--- Start EXTRACT ---

According to this compromise among the Moscow elites, with the exception of Mikhail Khodorkovsky and a few others, Russia's oligarchic clans were permitted to keep their ill-gotten gains from the (Western banking cartel planned) looting of the country, in return for mostly staying out of politics and letting Putin pursue his agenda for reconstructing Russian institutions. That Russia has succeeded in rebuilding its military might to a great extent has been showcased by the intervention in Syria -- though Moscow is by no means attempting to rebuild its military on the old Soviet scale which was enormous and drained the USSR's economy until it collapsed. Other institutions, such as the  judiciary or regulatory bureaucracy, are taking much longer to clean up, and there are serious concerns even among Putin fans that the system might not be ready for an orderly succession once Vladimir Vladimirovich retires.

With expensive oil unlikely to return anytime soon to save the day and state budgets strained by reduced trade with Europe due to sanctions and (contrary to the Western media myths of growth) the G7 economies' ongoing implosion, economists like Sergey Glazyev argue that radical steps are necessary. Including those that Glazyev himself suggests may smack of socialism, or which will be dismissed by his critics among the West's darlings at the New Economic School and other centers of neo-liberalism in Moscow as statist attempts to return to the recent Soviet past. 

NIRP is What Russia Must NOT Do:
Cheap Loans for Russian Industry and Entrepreneurs YES, Negative Interest Rates NO

Nonetheless, just because many patriotic Russian economists would agree on what not do and whom NOT to listen to -- basically anyone still in thrall to the so-called 'Washington Consensus' or those who imagine Russia can go back to the old model of merely being an exporter of raw materials and an importer of Western consumer goods, technologies and ideologies-- doesn't mean they can all agree on Moscow's best path forward.

An example of this disagreement among the patriotic Russian economists is Sergey Glazyev's recent remarks reproduced here at Rogue Money by our very own Bankster Slayer on April 26, 2016. In her article drawing from a post at, Deb Caruthers quotes Glazyev as saying:

...the ideology of social-Christianity corresponds perfectly to the sixth technological level, the knowledge society, where profit doesn’t play a major role, and prices correspond to demand. In this ‘new economy’ the manufacturer sells to the rich at triple the price and gives to the poor for free, combining the Orthodox [Christian] and socialist doctrines.  
The western world has adopted negative interest rates. This is perfectly compatible with both Orthodoxy and socialism. [emphasis added by JWS] But Russia’s high interest rate economic policy is archaic and makes our situation worse.

That the world is crying out for prices based on actual supply and demand rather than pernicious central bank-enabled paper manipulation of commodities such as oil, gold and silver is hardly controversial among those of us familiar with the massive, unraveling fraud in these markets. That the global economy is also moving towards a 'knowledge' rather than raw material based society, meaning that Russia can no longer rely on her world-leading reserves of oil and gas to carry the economy, is also not controversial. Even the Russian liberals who promote something called a 'post-industrial' economy and Prime Minister Dmitry Medvedev, who promoted the showcase Skolkovo technology park outside Moscow and was nicknamed 'iPhone-chik' for his love of gadgets, 1990s A-list Hollywood stars and Silicon Valley, have accepted that raw materials export without value added industries aren't the future.

--- End EXTRACT ---
--- Start RECORDS SUPPLIED ---

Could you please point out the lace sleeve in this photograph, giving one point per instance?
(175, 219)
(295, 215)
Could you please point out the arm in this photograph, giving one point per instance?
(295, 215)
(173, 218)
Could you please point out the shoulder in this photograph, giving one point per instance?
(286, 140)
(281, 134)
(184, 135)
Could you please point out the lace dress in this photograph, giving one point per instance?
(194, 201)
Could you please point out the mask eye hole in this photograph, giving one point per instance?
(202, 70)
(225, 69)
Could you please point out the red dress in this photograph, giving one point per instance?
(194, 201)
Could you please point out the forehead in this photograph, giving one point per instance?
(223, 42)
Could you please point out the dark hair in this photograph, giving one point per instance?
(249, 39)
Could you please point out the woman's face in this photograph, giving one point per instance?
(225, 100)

--- End RECORDS SUPPLIED ---

• [REQUIRED TASKS]:
1. Translate this sentence from the piece on Russia's economy into Spanish: "But Russia’s high interest rate economic policy is archaic and makes our situation worse."
2. Extend the piece on Russia's economy by writing what comes after its final sentence.

• [EXERCISE RESPONSES]:
1. Pero la política económica de altas tasas de interés de Rusia es arcaica y empeora nuestra situación.

2.
That high interest rates taken straight out of the early 1980s inflation-fighting playbook of Paul Volcker can choke off borrowing, investment and household spending, creating a major economic cost to the clampdown on currency speculation, is also indisputable. Not very many Americans were willing to take out mortgages when the rate was around 18% in the stagflation-ary early 1980s, and even fewer Russians are willing to take on mortgages on apartments or houses while paying their banks interest rates of 25% or more (to partially make up for this, Russian government programs in recent years have subsidized housing for members of the military or police forces, creating new housing starts in places like Crimea where they might not otherwise exist). Where Glazyev faces some disagreement with his ideas is from more traditionally minded but nonetheless nationalistic economists who regard the adoption of Negative Interest Rate Policy (NIRP) as a death knell for the Western economies, rather than a sign of their progress towards some new 21st century economic model.


Meet Valentin Katasanov, MGIMO Professor and Critic of NIRP as the Fukushima-style Nuclear Meltdown of the Interlinked Western Banking, Bond Markets and Pensions

One of these Russian critics of NIRP is Valentin Katasanov, a chairman of the Russian Economics Society, editor in chief of the journal "Our Business", and a professor at the Moscow State Institute of International Relations, better known by its Russian acronym MGIMO. It is at the Russian Foreign Ministry-linked MGIMO that the next generation of Russian diplomats, security service/intelligence officers, and perhaps some of the military elite are educated. Thus when Prof. Katasanov speaks in condemnation not only of declining Western morality (like Glazyev) but also the imminent doom that NIRP spells for the solvency of banks and pension systems, the Russia Analyst stands up and takes notice.

Katasanov is not just another guy who publishes articles at Strategic or whose thoughts get picked up and translated into English by Ft. Russ, but a highly respected scholar who has the ear of the Foreign Ministry and thus, the Kremlin. Ft. Russ recently translated an interview with Katasanov, in which he discusses both NIRP and various EU economies' mad science experiment in technocratic social engineering via the cashless society:

Question from the editor: Recently The Wall Street Journal again sounded the theme of negative interest rates in Europe. Valentin Yuryevich, is this a new stage in this story?

Katasonov: The subject of negative interest seems to be old, but new stories emerge all the time.

Chronology of this story is approximately as follows: first, after the financial crisis of 2007-2009, Central banks of Denmark and Sweden introduced negative interest rates on deposits, then they were joined by Swiss Central Bank, ECB, Japan... Since February in the United States there is active debate whether the Fed should move into negative interest rates on deposits.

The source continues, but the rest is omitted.